# start of Provided material

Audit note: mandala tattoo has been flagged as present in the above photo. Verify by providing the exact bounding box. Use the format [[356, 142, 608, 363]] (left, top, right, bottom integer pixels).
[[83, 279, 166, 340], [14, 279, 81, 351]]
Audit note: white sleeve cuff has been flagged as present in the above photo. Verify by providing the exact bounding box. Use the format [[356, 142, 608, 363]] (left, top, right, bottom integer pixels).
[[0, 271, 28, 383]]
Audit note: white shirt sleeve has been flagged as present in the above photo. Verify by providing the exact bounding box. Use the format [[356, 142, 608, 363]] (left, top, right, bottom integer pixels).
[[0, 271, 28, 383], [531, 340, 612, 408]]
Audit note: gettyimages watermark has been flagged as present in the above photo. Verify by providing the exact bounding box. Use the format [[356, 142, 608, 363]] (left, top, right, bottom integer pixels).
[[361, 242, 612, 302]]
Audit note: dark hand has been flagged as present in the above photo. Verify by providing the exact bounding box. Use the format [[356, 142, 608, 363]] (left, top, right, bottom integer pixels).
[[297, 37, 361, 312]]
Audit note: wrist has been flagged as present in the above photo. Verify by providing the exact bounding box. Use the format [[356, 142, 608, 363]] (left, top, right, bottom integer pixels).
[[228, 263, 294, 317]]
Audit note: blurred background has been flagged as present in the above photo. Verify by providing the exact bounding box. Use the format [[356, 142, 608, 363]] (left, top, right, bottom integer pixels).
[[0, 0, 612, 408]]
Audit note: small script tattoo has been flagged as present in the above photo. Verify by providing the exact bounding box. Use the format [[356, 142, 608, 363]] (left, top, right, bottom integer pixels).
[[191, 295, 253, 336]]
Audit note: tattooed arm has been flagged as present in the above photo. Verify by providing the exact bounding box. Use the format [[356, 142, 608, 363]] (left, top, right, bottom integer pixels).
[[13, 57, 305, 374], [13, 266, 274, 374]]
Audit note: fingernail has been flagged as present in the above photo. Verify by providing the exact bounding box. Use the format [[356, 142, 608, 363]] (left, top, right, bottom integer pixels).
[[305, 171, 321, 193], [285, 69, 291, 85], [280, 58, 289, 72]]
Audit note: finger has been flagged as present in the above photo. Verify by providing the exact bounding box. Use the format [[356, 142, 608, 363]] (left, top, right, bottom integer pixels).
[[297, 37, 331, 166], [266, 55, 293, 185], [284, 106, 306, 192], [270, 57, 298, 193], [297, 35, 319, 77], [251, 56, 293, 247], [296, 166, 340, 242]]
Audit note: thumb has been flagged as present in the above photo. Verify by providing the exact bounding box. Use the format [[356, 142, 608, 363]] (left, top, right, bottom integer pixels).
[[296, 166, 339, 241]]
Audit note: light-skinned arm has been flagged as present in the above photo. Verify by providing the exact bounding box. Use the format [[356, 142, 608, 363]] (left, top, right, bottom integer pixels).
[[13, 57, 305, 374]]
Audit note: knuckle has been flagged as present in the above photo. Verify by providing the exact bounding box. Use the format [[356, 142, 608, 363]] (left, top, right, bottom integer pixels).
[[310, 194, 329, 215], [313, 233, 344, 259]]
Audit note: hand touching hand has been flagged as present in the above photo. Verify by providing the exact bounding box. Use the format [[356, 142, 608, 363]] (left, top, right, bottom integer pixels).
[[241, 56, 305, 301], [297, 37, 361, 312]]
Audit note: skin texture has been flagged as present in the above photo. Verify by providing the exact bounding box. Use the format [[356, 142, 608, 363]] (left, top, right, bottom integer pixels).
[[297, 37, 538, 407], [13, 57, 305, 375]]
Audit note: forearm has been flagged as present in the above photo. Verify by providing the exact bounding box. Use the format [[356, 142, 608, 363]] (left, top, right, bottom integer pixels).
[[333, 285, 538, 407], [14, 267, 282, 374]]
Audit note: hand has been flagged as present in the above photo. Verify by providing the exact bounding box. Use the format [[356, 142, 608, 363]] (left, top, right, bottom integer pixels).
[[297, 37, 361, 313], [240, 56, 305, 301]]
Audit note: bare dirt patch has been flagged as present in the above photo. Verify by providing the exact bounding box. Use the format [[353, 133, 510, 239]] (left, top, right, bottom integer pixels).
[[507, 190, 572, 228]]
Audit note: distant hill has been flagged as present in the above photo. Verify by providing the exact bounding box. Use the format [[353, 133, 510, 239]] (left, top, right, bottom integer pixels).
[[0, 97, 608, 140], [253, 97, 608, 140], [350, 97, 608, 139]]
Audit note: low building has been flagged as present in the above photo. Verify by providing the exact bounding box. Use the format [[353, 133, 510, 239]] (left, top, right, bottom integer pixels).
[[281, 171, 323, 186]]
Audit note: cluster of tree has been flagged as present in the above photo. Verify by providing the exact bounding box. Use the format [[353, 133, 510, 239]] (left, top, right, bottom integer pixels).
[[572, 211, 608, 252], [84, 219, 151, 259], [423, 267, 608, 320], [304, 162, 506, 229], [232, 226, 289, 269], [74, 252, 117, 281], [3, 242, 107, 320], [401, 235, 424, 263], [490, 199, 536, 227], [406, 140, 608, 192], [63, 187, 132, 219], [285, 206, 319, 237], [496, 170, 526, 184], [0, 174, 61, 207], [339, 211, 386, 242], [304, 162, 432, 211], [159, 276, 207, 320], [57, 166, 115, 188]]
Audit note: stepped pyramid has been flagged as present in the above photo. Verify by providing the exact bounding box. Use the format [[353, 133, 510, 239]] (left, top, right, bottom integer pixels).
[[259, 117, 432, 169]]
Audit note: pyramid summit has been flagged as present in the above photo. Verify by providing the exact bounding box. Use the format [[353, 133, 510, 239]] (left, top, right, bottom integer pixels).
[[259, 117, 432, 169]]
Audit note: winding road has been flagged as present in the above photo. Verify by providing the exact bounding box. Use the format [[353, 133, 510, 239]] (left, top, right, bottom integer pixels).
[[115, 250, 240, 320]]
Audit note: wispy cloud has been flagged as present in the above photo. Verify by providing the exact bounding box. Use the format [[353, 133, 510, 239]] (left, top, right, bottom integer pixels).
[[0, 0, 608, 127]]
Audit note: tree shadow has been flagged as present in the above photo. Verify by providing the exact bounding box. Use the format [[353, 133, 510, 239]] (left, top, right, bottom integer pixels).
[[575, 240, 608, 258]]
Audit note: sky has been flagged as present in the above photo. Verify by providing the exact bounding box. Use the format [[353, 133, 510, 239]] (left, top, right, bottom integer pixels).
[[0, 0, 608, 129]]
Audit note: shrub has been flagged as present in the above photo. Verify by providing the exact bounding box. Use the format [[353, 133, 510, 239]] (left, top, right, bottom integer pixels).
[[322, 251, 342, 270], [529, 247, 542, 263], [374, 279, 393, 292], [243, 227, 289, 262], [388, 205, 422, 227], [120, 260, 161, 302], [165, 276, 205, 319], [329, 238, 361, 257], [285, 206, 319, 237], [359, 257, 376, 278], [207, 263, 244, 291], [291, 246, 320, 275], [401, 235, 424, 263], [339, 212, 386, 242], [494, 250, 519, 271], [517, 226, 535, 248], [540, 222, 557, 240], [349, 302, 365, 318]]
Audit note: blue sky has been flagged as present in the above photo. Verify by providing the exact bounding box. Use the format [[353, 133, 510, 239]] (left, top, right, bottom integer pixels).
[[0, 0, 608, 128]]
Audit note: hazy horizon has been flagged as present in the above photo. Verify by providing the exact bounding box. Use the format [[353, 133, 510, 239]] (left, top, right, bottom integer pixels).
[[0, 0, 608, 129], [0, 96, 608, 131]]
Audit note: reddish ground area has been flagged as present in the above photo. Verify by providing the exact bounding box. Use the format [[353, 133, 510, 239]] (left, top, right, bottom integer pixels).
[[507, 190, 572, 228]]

# end of Provided material

Task to complete >>
Copy the entries word for word, beginning at the line that has "Audit note: dark" and stopping after the line that has "[[191, 295, 253, 336]]".

Answer for the task >>
Audit note: dark hand has been flagged as present in the above photo. Verify by providing the exact bounding box. Use the format [[356, 142, 608, 363]] (left, top, right, bottom integer pixels).
[[297, 37, 361, 312]]
Audit note: wrist has been flagged as present in the above photo. Verify by providing the exact bounding box. Use the format [[356, 142, 608, 363]] (left, top, right, bottom integer pixels).
[[228, 263, 294, 317]]
Audit note: blurred background has been flagged as present in the above photo. Verify by providing the exact bounding box. Use the format [[356, 142, 608, 363]] (left, top, right, bottom integer pixels).
[[0, 0, 612, 408]]
Audit note: small script tattoo has been flagged as present in the above photo. Verify by providing the exact bounding box. Use the format [[356, 142, 608, 363]] (left, top, right, bottom integer pixels).
[[191, 295, 253, 336]]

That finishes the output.